--- Data ---

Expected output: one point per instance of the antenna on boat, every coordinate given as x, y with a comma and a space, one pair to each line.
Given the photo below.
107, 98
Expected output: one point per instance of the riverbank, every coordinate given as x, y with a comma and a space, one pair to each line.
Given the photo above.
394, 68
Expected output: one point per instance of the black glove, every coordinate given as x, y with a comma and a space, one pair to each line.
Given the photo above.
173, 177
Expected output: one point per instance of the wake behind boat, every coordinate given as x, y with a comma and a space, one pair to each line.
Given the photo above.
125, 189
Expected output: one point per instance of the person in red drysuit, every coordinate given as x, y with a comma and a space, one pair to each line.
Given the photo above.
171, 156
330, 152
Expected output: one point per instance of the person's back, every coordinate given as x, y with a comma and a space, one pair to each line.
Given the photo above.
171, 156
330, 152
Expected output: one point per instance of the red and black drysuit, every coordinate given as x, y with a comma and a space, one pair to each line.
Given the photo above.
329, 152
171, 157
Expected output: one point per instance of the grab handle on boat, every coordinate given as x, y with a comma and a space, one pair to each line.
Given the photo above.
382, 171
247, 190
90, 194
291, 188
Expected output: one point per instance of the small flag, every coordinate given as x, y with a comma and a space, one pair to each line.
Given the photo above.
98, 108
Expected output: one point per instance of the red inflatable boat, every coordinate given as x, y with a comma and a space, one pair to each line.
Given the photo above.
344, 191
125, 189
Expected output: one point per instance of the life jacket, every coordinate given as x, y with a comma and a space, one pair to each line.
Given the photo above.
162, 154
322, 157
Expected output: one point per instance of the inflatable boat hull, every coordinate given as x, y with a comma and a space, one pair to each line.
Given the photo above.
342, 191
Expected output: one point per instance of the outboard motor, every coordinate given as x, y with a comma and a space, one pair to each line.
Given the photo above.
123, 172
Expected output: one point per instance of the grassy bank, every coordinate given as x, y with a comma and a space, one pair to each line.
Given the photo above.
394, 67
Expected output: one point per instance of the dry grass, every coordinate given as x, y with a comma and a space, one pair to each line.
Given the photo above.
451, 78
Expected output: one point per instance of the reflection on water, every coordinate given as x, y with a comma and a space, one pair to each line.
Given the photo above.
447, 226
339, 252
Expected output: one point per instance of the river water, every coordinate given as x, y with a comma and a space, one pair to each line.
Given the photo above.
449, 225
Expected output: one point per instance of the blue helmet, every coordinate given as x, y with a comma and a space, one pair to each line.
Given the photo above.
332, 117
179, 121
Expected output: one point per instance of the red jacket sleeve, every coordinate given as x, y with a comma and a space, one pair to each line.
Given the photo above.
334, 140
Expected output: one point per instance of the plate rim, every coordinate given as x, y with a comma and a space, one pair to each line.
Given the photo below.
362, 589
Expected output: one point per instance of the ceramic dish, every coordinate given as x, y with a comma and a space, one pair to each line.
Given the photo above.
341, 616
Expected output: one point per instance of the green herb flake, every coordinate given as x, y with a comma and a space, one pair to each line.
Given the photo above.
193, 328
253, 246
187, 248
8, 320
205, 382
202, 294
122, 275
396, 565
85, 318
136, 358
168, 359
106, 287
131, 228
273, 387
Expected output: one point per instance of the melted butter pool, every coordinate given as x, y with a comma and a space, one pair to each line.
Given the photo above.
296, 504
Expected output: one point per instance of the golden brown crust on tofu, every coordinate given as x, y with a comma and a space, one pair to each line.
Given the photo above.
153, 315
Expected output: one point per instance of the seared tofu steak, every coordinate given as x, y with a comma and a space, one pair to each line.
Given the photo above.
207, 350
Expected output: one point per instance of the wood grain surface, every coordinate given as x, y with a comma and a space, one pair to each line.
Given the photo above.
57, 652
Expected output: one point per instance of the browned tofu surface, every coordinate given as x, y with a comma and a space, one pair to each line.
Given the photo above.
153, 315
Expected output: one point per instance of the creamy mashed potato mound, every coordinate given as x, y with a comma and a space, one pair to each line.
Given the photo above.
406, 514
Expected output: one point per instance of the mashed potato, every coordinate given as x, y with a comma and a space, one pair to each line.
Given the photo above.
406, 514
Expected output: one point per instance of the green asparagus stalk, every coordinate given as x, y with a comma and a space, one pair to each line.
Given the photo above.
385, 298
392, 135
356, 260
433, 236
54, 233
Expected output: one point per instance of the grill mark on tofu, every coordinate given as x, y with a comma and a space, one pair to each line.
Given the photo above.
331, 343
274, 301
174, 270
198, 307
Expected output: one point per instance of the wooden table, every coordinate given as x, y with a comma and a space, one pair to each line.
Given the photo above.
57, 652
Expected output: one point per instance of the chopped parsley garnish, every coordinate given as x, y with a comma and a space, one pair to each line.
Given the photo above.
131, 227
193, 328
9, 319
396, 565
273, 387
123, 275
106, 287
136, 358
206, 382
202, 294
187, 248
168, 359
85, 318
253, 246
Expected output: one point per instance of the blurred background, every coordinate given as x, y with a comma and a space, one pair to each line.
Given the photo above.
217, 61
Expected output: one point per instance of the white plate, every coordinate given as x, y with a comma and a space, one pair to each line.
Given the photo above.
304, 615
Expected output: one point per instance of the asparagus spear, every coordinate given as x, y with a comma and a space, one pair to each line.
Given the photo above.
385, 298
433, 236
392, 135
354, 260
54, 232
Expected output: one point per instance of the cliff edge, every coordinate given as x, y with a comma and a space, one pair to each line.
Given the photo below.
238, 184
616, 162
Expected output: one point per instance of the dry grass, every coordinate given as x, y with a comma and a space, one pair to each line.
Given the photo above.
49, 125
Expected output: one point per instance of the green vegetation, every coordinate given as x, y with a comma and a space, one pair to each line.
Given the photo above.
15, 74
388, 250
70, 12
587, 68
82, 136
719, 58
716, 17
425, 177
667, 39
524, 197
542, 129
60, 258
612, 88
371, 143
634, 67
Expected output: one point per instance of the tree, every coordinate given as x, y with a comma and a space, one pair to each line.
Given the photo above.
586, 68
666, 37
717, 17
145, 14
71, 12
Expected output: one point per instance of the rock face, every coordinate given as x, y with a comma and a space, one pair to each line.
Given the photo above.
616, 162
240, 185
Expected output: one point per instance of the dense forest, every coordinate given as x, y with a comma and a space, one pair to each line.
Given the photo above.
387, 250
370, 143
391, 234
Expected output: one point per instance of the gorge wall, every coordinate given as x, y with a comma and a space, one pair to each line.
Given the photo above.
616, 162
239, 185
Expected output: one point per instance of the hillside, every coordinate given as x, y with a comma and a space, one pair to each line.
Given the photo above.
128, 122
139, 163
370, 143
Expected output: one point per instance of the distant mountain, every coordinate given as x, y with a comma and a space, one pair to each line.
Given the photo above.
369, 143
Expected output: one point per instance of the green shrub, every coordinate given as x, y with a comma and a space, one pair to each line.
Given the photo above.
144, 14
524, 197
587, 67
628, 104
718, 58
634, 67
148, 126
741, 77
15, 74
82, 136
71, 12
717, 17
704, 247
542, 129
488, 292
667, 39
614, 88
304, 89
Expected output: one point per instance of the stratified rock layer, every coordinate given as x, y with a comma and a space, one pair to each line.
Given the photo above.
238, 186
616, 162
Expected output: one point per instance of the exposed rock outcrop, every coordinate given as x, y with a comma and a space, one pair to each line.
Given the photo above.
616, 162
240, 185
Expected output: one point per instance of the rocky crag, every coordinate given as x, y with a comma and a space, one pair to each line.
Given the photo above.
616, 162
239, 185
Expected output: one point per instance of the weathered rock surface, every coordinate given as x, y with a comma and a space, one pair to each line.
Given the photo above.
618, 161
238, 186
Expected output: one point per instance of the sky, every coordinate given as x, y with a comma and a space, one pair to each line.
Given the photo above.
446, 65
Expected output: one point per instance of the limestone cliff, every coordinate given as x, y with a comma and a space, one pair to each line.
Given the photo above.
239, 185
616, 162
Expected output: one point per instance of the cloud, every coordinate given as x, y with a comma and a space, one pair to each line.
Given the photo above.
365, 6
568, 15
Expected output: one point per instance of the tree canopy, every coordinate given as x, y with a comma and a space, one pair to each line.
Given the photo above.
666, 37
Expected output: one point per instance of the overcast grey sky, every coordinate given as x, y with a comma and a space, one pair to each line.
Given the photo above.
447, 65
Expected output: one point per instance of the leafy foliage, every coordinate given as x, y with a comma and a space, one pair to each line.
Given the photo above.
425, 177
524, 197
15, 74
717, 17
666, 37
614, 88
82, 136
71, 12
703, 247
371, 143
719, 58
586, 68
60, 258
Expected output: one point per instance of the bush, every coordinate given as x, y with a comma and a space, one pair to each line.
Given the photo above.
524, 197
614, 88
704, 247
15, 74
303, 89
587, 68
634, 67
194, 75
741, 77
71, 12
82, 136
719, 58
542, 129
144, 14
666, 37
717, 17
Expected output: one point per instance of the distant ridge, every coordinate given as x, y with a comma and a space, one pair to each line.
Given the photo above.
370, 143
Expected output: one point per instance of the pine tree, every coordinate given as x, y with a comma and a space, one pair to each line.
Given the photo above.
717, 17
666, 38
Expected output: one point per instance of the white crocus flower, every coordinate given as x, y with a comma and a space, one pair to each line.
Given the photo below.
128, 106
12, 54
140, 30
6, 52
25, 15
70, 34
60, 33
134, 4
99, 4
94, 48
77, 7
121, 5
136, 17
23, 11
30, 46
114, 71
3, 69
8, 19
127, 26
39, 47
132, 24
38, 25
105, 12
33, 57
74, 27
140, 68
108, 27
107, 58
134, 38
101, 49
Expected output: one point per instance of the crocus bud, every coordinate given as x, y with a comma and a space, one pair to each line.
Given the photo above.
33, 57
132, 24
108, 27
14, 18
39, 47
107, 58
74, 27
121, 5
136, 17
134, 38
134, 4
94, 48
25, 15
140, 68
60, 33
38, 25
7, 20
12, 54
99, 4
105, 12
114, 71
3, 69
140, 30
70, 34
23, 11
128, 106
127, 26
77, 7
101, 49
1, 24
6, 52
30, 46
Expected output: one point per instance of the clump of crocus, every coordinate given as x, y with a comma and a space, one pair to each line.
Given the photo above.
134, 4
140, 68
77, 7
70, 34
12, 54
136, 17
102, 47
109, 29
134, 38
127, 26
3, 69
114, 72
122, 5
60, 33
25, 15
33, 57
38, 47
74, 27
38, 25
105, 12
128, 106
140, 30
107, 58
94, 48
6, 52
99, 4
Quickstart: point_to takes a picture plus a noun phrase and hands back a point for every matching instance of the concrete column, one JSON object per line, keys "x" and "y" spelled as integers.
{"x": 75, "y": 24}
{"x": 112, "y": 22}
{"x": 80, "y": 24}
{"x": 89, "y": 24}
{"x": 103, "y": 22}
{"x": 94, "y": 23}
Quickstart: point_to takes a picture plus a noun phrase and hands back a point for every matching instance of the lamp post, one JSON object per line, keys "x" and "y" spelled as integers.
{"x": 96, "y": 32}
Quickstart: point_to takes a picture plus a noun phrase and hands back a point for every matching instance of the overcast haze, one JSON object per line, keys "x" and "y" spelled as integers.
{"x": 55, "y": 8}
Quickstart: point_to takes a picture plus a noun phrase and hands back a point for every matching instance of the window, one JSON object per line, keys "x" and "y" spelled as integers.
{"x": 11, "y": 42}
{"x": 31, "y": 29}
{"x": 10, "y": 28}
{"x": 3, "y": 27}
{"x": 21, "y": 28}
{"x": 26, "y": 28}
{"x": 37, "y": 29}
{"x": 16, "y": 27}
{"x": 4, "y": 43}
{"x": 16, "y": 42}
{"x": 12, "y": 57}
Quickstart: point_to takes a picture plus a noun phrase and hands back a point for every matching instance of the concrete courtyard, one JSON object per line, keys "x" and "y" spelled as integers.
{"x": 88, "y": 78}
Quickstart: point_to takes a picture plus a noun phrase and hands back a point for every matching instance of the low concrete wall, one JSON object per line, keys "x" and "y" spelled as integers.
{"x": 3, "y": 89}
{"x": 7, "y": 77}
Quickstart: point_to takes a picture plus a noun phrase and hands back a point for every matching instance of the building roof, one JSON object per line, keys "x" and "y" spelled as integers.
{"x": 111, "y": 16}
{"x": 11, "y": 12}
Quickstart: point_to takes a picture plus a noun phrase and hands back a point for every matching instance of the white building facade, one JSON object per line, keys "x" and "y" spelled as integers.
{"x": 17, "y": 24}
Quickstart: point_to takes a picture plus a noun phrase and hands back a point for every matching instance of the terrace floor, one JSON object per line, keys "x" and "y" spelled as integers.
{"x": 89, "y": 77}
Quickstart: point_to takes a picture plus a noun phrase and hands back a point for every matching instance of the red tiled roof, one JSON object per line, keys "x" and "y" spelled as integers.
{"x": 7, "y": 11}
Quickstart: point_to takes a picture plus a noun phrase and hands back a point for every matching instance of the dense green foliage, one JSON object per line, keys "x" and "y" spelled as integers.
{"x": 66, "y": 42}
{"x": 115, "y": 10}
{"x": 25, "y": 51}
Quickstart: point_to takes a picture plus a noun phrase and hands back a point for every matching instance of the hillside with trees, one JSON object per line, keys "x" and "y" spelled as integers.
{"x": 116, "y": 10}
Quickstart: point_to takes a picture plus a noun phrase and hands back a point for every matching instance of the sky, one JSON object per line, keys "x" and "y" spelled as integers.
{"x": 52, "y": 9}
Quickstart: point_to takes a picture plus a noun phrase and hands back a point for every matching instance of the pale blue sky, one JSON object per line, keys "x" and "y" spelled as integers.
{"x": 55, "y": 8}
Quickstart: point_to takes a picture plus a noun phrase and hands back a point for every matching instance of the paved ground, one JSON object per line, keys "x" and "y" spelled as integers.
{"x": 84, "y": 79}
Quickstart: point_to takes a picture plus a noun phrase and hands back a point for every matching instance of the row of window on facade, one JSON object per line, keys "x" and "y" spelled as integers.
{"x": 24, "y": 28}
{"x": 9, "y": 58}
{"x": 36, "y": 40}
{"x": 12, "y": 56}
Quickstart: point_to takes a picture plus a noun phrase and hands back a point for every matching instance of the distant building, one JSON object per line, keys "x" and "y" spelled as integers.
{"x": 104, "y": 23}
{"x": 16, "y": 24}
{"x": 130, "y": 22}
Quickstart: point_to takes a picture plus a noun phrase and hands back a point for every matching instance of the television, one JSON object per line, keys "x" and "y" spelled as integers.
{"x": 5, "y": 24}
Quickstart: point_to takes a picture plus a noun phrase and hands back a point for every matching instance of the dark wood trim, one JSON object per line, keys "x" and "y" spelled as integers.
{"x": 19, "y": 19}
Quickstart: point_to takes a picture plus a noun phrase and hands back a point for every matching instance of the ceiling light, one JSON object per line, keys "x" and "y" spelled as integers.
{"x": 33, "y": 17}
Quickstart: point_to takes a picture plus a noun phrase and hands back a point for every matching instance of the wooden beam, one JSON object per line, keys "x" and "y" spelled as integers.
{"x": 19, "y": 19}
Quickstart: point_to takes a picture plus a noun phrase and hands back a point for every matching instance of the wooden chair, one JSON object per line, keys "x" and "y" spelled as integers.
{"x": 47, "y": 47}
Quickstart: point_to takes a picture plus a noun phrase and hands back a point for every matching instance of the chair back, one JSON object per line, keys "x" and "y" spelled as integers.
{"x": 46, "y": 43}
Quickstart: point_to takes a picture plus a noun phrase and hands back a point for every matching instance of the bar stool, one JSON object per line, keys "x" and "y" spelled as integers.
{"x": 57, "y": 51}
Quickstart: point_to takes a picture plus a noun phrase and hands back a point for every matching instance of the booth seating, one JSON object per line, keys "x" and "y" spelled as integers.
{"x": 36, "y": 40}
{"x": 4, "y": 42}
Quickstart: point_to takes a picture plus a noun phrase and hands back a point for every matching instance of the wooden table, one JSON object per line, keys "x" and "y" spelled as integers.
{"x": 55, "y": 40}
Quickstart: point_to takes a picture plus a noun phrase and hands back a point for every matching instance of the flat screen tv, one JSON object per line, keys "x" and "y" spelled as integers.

---

§ Action item: Across the data, find each line that has "person" in it and copy that line.

§ Result:
Expected output: one point per instance of the person in red drysuit, every coordinate given as x, y with a comma and a space, one pair to each line.
Expected output: one point per instance of the person's back, every coordinate given as x, y with a comma and a space, one pair to each line.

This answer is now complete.